» **TASK 1**
In the forum thread about free CRC vouchers, what is the minimum spend for each voucher?

» **DOCUMENT EXCERPT**
* * * *

# Free CRC Vouchers



## brokenflipflop (25 Sep 2011)

Hi everyone,

I've got 2 x £10 off vouchers from Chain Reaction Cycles. The minimum spend is £75 per voucher and they are only valid for 2 weeks from date I received them (So about another 12 days).

I'm trying to ween myself off my internet shop cycle part buying addiction and giving these away is the first step on my road to recovery



The second step is to actually go out and ride the bloody bike



Seriously though, I'm not 100% sure they'll only work exclusively on my account cos I've never used any before but what's the worst that can happen - just chuck 'em out if they don't work.

Finally, I'll post them out for nowt as well.


----------



## heliphil (26 Sep 2011)

I'll give them a go - unfortunately I have to spend some money with CRC this week


----------



## brokenflipflop (26 Sep 2011)

heliphil said:


> I'll give them a go - unfortunately I have to spend some money with CRC this week



Ok Mate,

My E-Mail is rob99.seddon@btinternet.com. 

I'll e-mail you the voucher code which you should use at the checkout to redeem.

I don't know why I said I'd post them - obviously no need as you just require the code on the voucher.

I just hope it works.


----------



## brokenflipflop (26 Sep 2011)

heliphil said:


> I'll give them a go - unfortunately I have to spend some money with CRC this week



E-mail me and I'll E-mail you back the code.


----------

* * * *

» **STORED DATA**
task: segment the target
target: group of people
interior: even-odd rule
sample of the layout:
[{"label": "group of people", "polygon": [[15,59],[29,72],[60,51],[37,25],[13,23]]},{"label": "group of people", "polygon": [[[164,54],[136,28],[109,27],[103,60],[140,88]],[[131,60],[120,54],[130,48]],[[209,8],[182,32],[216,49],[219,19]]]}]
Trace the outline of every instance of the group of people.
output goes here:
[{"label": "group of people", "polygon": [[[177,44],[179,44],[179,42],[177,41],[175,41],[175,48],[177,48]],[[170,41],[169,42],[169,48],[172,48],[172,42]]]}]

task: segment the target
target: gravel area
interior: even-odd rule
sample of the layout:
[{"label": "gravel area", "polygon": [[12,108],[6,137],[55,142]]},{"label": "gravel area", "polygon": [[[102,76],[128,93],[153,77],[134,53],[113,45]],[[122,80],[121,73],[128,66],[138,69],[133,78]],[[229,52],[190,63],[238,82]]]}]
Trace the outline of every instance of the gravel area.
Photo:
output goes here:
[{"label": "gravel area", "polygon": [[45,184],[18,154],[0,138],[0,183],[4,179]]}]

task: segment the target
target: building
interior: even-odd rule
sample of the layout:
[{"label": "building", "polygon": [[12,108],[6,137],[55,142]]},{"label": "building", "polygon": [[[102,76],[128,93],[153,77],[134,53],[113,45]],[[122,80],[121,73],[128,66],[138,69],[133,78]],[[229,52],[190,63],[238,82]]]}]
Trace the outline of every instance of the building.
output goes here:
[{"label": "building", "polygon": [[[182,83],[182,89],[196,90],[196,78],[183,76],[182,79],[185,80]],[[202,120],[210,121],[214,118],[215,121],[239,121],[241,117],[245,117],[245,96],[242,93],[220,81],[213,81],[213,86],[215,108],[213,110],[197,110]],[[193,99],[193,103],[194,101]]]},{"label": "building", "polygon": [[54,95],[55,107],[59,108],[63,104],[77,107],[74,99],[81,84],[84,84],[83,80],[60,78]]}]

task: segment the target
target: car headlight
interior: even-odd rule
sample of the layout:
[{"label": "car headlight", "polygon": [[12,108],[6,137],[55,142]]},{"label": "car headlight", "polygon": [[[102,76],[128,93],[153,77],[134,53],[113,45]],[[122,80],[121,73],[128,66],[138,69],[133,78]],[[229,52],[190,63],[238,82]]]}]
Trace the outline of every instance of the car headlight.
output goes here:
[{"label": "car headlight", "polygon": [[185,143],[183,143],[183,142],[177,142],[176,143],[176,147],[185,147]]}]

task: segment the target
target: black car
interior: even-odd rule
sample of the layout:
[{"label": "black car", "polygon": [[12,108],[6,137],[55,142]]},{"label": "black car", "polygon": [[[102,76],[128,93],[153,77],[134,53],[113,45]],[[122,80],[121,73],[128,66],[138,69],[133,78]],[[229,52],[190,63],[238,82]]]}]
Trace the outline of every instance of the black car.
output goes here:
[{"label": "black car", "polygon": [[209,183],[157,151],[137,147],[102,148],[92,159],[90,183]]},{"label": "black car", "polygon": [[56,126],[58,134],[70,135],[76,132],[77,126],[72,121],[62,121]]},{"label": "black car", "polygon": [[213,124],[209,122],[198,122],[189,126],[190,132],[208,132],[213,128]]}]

* * * *

» **TASK 2**
From the listing above, copy out every line containing the string "instance". Case counts.

» **WRITTEN SOLUTION 1**
£75 per voucher.

» **WRITTEN SOLUTION 2**
Trace the outline of every instance of the group of people.
Trace the outline of every instance of the gravel area.
Trace the outline of every instance of the building.
Trace the outline of every instance of the car headlight.
Trace the outline of every instance of the black car.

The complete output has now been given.